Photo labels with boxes
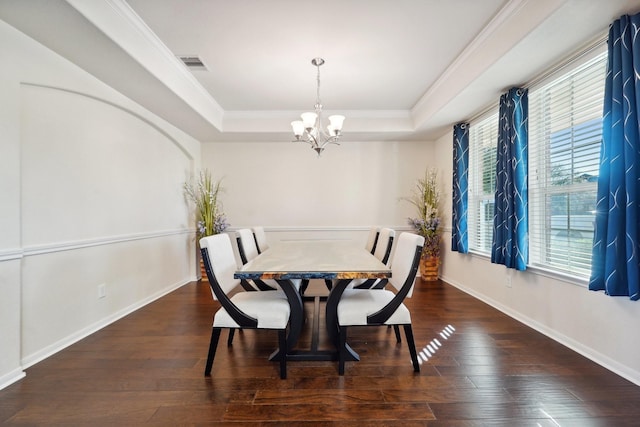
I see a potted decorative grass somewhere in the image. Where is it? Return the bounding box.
[404,169,440,281]
[184,169,229,280]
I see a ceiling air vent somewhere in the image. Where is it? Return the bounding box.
[178,55,207,70]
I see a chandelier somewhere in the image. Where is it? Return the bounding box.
[291,58,344,156]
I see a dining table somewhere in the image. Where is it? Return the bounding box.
[234,240,391,361]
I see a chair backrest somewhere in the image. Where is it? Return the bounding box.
[252,227,269,253]
[389,232,424,298]
[200,233,240,300]
[373,228,396,265]
[200,233,258,328]
[236,228,259,265]
[364,227,380,254]
[367,232,424,325]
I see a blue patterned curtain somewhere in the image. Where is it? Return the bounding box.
[589,14,640,300]
[491,88,529,270]
[451,123,469,254]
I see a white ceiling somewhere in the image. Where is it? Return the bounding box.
[0,0,640,142]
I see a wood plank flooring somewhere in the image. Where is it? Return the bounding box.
[0,280,640,427]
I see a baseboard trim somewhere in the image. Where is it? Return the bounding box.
[21,281,191,369]
[0,367,26,390]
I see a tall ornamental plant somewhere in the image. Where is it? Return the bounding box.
[404,169,440,280]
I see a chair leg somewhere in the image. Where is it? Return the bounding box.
[227,328,236,347]
[278,329,287,380]
[204,328,221,377]
[404,324,420,372]
[393,325,402,343]
[338,326,347,375]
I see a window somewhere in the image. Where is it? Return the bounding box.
[529,52,606,278]
[468,46,607,278]
[467,113,498,254]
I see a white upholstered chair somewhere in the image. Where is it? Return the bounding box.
[200,234,290,379]
[337,233,424,375]
[236,228,302,291]
[349,228,396,289]
[364,227,380,254]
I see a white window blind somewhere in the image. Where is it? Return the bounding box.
[529,52,606,278]
[467,113,498,254]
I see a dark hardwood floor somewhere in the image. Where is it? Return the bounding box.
[0,280,640,427]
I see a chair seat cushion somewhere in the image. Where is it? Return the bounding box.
[213,290,290,329]
[338,289,411,326]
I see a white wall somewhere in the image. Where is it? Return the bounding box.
[435,133,640,385]
[202,140,435,242]
[0,21,200,388]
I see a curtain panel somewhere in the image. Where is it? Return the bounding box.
[451,123,469,254]
[589,14,640,301]
[491,88,529,270]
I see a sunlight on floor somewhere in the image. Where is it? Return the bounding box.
[418,325,456,365]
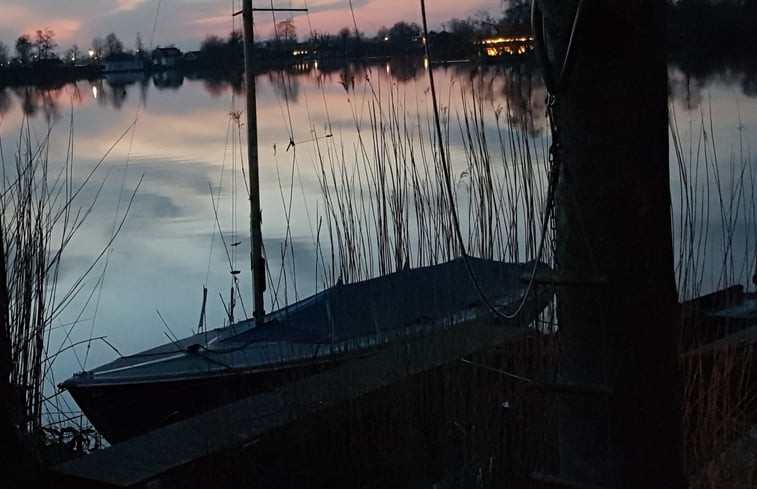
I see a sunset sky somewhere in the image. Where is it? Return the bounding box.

◆ **Problem to work on**
Please copy every line of the data above word for word, leaving out the pictures.

◆ **Full response**
I see a potted decorative grass somewhere in the image. Where is it? Return the bounding box.
[404,169,440,281]
[184,169,229,280]
I see a ceiling air vent somewhere in the image. Where is it? Return the bounding box.
[178,55,207,70]
I see a chandelier somewhere in the image. Where is it? Return the bounding box.
[291,58,344,156]
I see a dining table somewhere in the image. Where is it? Return the bounding box.
[234,240,391,361]
I see a chair backrest somewhere in the image. Where is it? Return the bounding box.
[252,227,269,253]
[389,232,424,298]
[200,233,240,300]
[373,228,396,265]
[200,233,258,328]
[236,228,259,265]
[364,227,380,254]
[367,232,424,325]
I see a blue patterned curtain somewhere in the image. Where is it? Return the bounding box.
[589,14,640,300]
[491,88,529,270]
[451,123,469,254]
I see a white ceiling somewhere in the image. Where is it? Return the bounding box.
[0,0,640,142]
I see a wood plank flooring somewhere in the image. Where is it? Return the bounding box.
[0,280,640,427]
I see a baseboard trim somewhere in the image. Where is it? Return the bounding box.
[21,281,191,369]
[0,367,26,390]
I see a tall ornamental plant somewhere in the image. Where is it? Return the bounding box.
[404,169,440,280]
I see a chair leg somewhere in the image. Where is it? Return the bounding box.
[227,328,236,347]
[278,329,287,380]
[204,328,221,377]
[404,324,420,372]
[393,325,402,343]
[338,326,347,375]
I see a window somewhere in the image. Where is it? Return the bounding box.
[529,52,606,278]
[468,46,607,278]
[467,113,498,254]
I see a white upholstered chair somewhere in the image. Where is it? Return the bounding box.
[200,234,290,379]
[337,233,424,375]
[236,228,302,291]
[349,228,396,289]
[364,227,380,254]
I see a white window blind somewhere in the image. Where is it? Return the bounding box.
[529,52,606,278]
[467,113,498,254]
I see a dark hardwood floor somewhere in the image. Where is it? Return the bounding box.
[0,280,640,427]
I see a chair seat cushion somewhere in the image. Where is it? Return the bounding box.
[213,290,290,329]
[338,289,411,326]
I see a white wall somewhere in the image. Where is it? Return the bounding box.
[435,133,640,385]
[202,140,435,242]
[0,21,200,388]
I see a curtain panel somewhere in the image. Where is it? Return the bounding box.
[451,123,469,254]
[589,14,640,301]
[491,88,529,270]
I see a sunlight on floor somewhere in the image. Where is it? Return the bounding box.
[418,325,456,365]
I see a sunset sky somewhere in the image. Where is it? Return the bounding box.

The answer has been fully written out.